> **What to produce**:
Starting with the line that contains "of the child's" and going on through the end of the records, set out those lines as a Markdown table with the columns "Row" and "Line", leaving out any blank lines.

> **Material provided**:
_____

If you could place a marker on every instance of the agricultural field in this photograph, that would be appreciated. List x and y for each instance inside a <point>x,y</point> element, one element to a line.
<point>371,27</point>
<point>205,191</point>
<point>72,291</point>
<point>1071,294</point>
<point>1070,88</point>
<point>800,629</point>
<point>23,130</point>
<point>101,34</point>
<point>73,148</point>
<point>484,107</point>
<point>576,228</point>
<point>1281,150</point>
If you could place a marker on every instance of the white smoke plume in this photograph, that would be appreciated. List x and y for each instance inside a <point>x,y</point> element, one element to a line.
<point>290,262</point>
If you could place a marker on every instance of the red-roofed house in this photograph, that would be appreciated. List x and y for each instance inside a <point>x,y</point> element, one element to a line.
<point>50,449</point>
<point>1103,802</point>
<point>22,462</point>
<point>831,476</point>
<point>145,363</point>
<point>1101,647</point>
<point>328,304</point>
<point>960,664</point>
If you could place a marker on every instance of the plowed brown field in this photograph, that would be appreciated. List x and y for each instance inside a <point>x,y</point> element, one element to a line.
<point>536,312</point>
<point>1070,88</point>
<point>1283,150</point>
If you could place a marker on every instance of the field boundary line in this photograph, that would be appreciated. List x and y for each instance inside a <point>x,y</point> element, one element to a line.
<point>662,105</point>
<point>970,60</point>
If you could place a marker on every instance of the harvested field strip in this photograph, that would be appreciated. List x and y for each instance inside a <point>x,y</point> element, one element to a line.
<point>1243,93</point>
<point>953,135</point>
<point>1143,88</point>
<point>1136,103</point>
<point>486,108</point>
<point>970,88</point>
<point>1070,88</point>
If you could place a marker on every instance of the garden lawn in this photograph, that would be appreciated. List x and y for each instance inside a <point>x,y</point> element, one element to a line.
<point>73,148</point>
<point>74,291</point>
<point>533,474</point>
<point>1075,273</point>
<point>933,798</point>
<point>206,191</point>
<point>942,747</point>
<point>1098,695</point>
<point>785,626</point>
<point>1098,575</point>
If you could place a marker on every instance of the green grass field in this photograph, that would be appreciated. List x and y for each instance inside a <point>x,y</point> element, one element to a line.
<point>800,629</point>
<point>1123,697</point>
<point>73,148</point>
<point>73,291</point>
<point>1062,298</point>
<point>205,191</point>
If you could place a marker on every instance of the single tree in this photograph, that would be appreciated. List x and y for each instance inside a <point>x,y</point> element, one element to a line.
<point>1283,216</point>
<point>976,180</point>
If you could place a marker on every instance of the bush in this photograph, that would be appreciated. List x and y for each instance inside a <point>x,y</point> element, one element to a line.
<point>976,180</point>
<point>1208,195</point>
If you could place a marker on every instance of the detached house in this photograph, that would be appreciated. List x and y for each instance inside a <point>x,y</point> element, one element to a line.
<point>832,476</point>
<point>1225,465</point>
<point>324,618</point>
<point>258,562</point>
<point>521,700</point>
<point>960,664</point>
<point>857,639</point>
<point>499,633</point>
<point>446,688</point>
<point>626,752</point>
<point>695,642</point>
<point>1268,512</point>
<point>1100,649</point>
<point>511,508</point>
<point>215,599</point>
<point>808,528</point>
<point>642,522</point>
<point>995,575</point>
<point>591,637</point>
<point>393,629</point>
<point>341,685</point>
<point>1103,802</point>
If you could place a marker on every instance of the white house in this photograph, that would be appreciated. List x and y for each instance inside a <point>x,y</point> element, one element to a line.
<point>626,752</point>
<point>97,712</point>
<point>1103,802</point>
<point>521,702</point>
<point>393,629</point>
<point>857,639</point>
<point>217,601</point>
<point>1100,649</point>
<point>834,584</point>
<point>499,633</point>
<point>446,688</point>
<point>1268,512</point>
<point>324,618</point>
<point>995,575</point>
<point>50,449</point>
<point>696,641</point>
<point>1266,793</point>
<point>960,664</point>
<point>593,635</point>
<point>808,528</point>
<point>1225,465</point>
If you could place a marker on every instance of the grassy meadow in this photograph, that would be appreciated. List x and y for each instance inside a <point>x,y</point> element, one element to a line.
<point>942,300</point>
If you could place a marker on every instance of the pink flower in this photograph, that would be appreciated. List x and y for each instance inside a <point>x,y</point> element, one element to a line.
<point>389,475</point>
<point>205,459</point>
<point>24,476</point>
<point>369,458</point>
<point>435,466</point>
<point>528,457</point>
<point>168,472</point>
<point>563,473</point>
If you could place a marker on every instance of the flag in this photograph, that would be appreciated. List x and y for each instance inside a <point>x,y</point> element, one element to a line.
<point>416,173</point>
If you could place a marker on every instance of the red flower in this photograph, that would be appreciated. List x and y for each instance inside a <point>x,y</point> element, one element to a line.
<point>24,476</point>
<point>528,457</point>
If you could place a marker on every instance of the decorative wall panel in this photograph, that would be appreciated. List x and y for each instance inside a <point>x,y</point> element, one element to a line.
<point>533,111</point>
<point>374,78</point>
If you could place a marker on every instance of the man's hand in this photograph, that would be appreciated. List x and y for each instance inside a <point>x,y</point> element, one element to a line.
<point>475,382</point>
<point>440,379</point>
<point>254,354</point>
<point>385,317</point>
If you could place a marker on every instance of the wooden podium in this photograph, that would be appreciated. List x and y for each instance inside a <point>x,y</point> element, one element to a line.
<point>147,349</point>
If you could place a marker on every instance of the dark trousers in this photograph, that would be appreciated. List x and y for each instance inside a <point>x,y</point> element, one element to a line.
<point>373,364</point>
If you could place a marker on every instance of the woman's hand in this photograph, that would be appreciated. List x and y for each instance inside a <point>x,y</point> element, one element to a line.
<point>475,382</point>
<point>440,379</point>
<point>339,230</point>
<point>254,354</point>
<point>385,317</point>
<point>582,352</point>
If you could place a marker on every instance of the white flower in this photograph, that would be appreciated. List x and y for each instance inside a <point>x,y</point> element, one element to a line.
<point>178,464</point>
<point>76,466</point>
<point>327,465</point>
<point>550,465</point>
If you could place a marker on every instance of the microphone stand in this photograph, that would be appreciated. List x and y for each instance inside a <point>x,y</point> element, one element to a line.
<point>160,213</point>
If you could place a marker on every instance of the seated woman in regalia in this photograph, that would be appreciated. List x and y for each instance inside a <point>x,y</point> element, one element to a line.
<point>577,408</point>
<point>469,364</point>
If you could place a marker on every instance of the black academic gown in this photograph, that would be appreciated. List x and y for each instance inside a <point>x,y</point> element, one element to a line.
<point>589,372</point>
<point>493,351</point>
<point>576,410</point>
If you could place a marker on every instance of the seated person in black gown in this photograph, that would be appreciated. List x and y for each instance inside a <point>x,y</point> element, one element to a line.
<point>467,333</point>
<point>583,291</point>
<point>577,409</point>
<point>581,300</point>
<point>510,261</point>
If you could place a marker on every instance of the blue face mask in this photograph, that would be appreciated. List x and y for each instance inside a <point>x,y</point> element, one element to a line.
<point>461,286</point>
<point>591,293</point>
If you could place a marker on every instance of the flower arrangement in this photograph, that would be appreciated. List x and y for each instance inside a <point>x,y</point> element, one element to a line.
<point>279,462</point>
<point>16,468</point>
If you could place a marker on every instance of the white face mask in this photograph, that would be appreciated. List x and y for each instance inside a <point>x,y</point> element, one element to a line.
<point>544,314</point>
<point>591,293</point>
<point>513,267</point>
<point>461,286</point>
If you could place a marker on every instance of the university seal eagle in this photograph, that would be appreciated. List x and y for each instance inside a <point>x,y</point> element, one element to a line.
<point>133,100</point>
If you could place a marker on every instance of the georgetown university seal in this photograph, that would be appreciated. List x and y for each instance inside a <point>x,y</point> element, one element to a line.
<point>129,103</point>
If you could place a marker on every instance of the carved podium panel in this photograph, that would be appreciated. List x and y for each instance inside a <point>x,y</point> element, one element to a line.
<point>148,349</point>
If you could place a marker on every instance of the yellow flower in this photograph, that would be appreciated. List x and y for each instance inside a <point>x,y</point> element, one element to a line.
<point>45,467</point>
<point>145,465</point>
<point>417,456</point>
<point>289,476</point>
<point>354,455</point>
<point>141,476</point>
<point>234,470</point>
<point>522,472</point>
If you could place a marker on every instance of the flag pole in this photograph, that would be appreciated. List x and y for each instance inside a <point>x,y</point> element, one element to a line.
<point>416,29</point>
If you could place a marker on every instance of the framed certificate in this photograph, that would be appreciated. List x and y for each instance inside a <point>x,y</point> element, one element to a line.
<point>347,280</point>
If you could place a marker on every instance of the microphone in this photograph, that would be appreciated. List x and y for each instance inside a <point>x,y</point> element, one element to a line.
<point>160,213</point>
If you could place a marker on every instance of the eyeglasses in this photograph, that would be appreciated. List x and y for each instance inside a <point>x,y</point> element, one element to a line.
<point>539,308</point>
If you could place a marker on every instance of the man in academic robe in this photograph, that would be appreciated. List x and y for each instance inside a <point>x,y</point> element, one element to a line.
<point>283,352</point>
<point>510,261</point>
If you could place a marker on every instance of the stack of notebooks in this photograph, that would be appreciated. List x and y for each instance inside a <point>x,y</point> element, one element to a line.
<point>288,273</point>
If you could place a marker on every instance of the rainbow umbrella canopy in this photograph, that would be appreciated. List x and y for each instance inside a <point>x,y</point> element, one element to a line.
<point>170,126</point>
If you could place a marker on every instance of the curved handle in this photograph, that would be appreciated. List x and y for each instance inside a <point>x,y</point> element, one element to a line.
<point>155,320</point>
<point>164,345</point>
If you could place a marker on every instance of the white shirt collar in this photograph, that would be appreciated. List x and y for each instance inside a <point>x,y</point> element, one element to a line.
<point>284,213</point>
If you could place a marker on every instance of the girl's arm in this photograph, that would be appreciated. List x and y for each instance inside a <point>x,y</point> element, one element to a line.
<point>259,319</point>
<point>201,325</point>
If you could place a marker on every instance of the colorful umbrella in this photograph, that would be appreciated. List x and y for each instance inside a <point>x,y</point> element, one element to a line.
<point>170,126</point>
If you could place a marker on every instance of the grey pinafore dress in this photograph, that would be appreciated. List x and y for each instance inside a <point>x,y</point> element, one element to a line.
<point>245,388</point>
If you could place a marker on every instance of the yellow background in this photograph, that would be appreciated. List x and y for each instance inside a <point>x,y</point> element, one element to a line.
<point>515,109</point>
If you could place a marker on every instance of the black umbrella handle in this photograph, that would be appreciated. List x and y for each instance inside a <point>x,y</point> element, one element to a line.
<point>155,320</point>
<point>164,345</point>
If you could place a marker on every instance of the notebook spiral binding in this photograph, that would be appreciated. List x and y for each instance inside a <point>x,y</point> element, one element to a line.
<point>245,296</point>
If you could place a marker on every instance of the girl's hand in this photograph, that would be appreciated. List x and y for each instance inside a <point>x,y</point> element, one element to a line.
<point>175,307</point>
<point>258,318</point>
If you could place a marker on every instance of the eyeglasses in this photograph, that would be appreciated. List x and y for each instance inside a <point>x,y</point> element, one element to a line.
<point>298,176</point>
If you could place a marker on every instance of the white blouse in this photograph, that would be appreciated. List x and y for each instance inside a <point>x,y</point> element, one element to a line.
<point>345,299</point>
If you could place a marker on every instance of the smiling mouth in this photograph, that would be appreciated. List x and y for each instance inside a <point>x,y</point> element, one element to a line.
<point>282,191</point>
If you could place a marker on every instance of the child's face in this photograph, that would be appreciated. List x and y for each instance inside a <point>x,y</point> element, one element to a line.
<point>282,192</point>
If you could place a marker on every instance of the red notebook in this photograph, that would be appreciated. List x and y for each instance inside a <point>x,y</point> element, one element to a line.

_____

> **Exercise response**:
| Row | Line |
|---|---|
| 1 | If you could place a marker on every instance of the child's face in this photograph, that would be appreciated. List x and y for each instance inside a <point>x,y</point> element, one element to a line. |
| 2 | <point>282,192</point> |
| 3 | If you could place a marker on every instance of the red notebook in this photograph, that would be appreciated. List x and y for each instance inside a <point>x,y</point> element, one element to a line. |